Items from a dataset
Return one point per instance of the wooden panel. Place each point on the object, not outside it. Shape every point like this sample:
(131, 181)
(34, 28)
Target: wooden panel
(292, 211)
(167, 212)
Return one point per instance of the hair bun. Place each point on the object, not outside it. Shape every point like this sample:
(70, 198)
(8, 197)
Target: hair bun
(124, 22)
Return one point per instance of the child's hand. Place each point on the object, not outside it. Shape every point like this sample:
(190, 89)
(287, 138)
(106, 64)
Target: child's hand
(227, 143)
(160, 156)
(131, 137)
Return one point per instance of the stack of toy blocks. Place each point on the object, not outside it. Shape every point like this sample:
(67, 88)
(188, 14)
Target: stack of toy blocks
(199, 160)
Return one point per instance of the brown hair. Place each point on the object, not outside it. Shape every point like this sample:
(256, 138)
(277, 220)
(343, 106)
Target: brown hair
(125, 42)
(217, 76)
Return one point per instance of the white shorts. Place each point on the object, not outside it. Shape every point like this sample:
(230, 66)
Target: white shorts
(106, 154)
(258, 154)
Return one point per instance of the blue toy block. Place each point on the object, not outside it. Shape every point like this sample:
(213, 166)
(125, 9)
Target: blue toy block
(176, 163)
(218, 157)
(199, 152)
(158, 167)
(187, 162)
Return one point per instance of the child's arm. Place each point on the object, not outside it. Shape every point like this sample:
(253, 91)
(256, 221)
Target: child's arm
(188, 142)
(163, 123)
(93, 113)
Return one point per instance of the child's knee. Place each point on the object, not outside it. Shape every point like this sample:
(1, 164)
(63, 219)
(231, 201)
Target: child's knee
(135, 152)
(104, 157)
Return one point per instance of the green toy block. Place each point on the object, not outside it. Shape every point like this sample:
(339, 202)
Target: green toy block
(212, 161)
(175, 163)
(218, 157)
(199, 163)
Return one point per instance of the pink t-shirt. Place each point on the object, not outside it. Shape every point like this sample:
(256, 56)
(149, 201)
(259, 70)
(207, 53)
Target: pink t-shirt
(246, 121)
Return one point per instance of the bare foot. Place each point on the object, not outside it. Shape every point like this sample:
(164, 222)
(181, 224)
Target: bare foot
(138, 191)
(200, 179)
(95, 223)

Written request
Rewrite the listing from the line with "Return one point per instance of the child's knee." through its last line, keeping the requests. Shift every answer coordinate by adding 110 to it, and leave the requests and their sample points unchanged.

Expected answer
Return one point per instance of the child's knee. Place each point on the object, not outside it. Shape every point like this sample:
(1, 164)
(63, 219)
(231, 201)
Target: child's knee
(245, 262)
(214, 267)
Return one point per instance of the green toy block. Place each point on the object, not outside it. Shape every point like this sample:
(339, 202)
Target: green toy block
(322, 271)
(285, 273)
(328, 267)
(309, 273)
Return one point per instance of the pink t-shirt. Place each point on the object, not outside it. Shape every point like this sample:
(256, 56)
(149, 201)
(259, 70)
(207, 53)
Target: pink t-shirt
(356, 231)
Return one point per instance of the bare foot. Place each point on the object, not outside it. Shape every point like this sample:
(164, 222)
(181, 224)
Target: bare foot
(248, 301)
(310, 289)
(205, 333)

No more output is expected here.